[SET OF TASKS]
**1.** List every person the family update on Mom's hospital care mentions by name.
**2.** Write a continuation of the family update on Mom's hospital care, picking up after its last sentence.

We did not see anyone from Pulmonology yesterday. Dr. Lea Smith is reviewing her Pulmonology info and working with Haugo on her final diagnosis, prognosis and treatment. He is hoping that we will hear from her later today.
Haugo is here today and tomorrow, and then off on Tuesday.
He is working to get to the point where her O2 is at a good point, and remains there on exertion/movement.
Kim is going to keep an eye on Finances for Mom and Fred and ensure that their bills get paid.
I'm going to visit with the Financial or Billing office to gauge what the money situation is. I thought they would have been up to talk to us, but that hasn't happened. I'm hopeful that between Medicare and the Supplemental Mom has everything covered.
Mom is currently is a good spot and we are enjoying a nice time with her.
Kerry and Michael Hennessy will be here tonight (staying with us), and John Hennessy will be here tomorrow.
Sunday Evening NewsI hope you are finding these updates helpful. It's nice knowing that you are all involved in this situation, even if you may not be here.
I should warn you that this update contains news that is really not great. This sentence is a great opportunity to close this message until you are in a supportive setting that is appropriate for receiving bad news. Spoiler Alert: Mom is still alive and fiesty as always.

[Localization data with one point per instance]
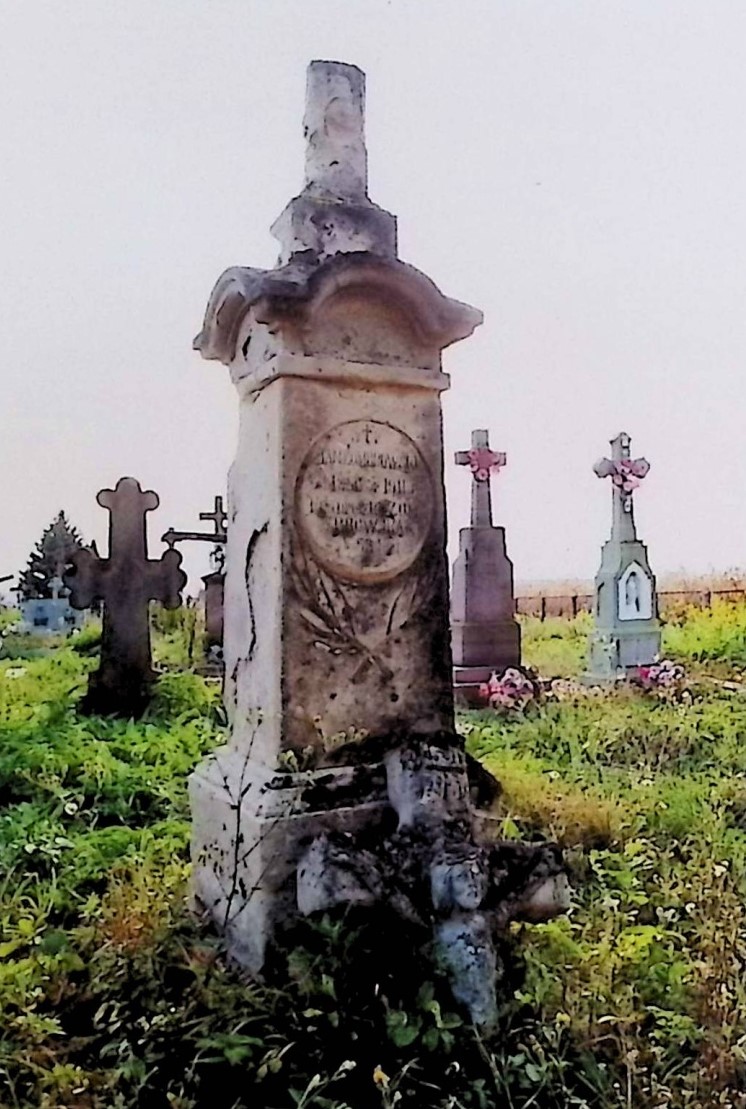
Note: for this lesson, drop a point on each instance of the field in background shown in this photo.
(713, 638)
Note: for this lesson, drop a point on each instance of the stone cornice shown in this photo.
(304, 285)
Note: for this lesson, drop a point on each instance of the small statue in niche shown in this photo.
(632, 592)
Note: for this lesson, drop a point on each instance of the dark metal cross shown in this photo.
(125, 581)
(220, 519)
(626, 474)
(483, 463)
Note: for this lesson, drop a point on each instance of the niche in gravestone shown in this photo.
(626, 631)
(336, 590)
(126, 582)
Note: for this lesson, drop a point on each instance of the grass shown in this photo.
(112, 996)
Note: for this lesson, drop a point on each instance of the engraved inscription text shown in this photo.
(364, 500)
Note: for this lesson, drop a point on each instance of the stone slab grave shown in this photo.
(626, 631)
(214, 582)
(126, 581)
(484, 633)
(344, 781)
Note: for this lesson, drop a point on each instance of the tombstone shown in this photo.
(214, 581)
(336, 589)
(50, 616)
(626, 632)
(484, 633)
(125, 581)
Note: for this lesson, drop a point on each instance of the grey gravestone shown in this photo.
(50, 616)
(626, 632)
(338, 675)
(214, 582)
(125, 581)
(484, 633)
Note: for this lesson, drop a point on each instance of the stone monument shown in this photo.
(336, 590)
(125, 581)
(484, 632)
(626, 632)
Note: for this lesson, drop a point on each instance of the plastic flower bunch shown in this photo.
(664, 678)
(629, 472)
(513, 690)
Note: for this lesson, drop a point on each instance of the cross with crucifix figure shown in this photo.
(215, 580)
(626, 474)
(125, 581)
(482, 463)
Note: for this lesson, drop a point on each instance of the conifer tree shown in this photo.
(49, 559)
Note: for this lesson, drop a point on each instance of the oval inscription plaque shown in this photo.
(364, 500)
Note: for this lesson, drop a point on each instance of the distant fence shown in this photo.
(570, 604)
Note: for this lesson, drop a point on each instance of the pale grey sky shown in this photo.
(575, 169)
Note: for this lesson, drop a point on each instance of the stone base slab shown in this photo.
(249, 827)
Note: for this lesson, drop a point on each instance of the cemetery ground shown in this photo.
(112, 995)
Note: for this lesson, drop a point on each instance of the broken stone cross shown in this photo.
(484, 634)
(337, 586)
(125, 581)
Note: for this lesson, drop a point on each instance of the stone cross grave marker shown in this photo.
(214, 581)
(483, 463)
(626, 631)
(625, 474)
(125, 581)
(486, 637)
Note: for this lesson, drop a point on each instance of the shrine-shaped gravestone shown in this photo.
(126, 582)
(626, 633)
(484, 633)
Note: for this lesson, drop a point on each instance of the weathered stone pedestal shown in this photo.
(337, 653)
(626, 632)
(484, 633)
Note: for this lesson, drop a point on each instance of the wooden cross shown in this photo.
(483, 463)
(125, 581)
(218, 516)
(626, 474)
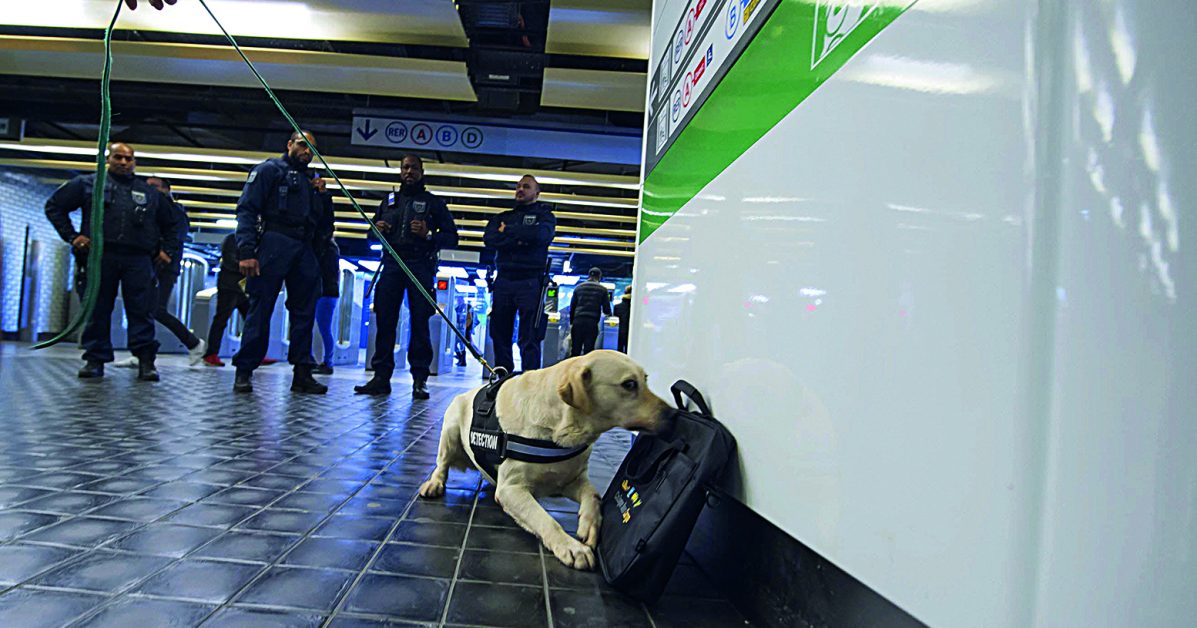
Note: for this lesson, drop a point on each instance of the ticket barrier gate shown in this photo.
(182, 303)
(401, 339)
(202, 312)
(556, 347)
(608, 334)
(346, 321)
(444, 341)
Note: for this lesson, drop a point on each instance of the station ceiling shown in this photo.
(181, 92)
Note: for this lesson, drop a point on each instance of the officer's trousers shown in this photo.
(393, 285)
(166, 279)
(512, 297)
(133, 273)
(281, 260)
(583, 334)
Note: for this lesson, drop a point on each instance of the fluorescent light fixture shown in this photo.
(192, 256)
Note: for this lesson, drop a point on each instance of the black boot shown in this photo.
(420, 389)
(378, 385)
(146, 370)
(91, 370)
(242, 382)
(303, 382)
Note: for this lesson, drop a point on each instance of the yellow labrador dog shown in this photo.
(569, 403)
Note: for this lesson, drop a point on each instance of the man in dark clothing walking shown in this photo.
(521, 238)
(230, 297)
(139, 232)
(417, 224)
(624, 311)
(588, 306)
(166, 278)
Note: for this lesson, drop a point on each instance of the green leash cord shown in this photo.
(97, 211)
(96, 250)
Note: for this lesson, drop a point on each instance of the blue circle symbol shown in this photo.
(472, 138)
(421, 134)
(396, 132)
(447, 135)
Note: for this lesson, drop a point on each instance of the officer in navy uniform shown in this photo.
(520, 238)
(284, 224)
(417, 225)
(139, 232)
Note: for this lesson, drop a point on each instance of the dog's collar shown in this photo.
(492, 445)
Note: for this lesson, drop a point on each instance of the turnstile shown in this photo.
(182, 303)
(346, 321)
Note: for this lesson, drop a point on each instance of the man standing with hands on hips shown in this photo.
(284, 224)
(520, 238)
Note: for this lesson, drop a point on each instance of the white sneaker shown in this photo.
(196, 353)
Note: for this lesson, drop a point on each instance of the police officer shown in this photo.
(417, 225)
(284, 224)
(139, 232)
(588, 305)
(520, 238)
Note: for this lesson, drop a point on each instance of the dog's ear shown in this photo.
(575, 386)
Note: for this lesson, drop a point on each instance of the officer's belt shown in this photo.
(492, 445)
(298, 232)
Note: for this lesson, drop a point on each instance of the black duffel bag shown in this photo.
(654, 501)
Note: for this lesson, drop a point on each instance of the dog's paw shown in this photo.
(588, 530)
(573, 554)
(432, 487)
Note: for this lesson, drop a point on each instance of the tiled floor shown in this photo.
(129, 504)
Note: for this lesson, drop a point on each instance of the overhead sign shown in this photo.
(12, 128)
(706, 42)
(515, 141)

[RESPONSES]
**1.** Dr. Lea Smith, Haugo, Kim, Fred, Kerry Hennessy, Michael Hennessy, John Hennessy

**2.**
Mom was able to get a ton of rest today and we credit this to some of the anti-anxiety medicine. She has been groggy but pleasant on waking, although may trend slightly towards agitated about an hour later. But it is nothing like the episodes we were seeing earlier. And one of her sleep sessions lasted about 4.5 hours.
Rob had asked about these meds. I got this info from the Day Nurse, but I missed the timing. I'm pretty sure she's getting Seroquel regularly orally @ 12.5 or 0.125 (it's a pill about the size of a grain of sand.) Mom was told what it was and did not object to it. There are still PRN scripts for Haldol @ 0.5mg and Ativan @ 0.25 or 0.5mg. The nurse related that they've had better results with Haldol.
We finally got to meet with the Pulmonologist who has been reviewing Mom's chart. It was clear throughout the interaction that she had very carefully and thoroughly reviewed Mom's chart completely and fully understood what had been done in the past. She also had consulted with Mom's regular Pulmonologist and received input from him, as well as read all of her test results. This means that we finally received the second opinion that we were hoping for.
They are confident that Mom has smoking related pulmonary disease, which includes pockets of emphysema in each lung. There is Bronchiostasis involvement and Cryptogenic Organizing Pnumonia (COP). But the most important factor may be Pulmonary Fibrosis. This is a permanent scarring of the "engines of the lungs", the Alveoli. These are the very small ends of the lung passages that allow gasses to transfer between the lung into and out of the bloodstream.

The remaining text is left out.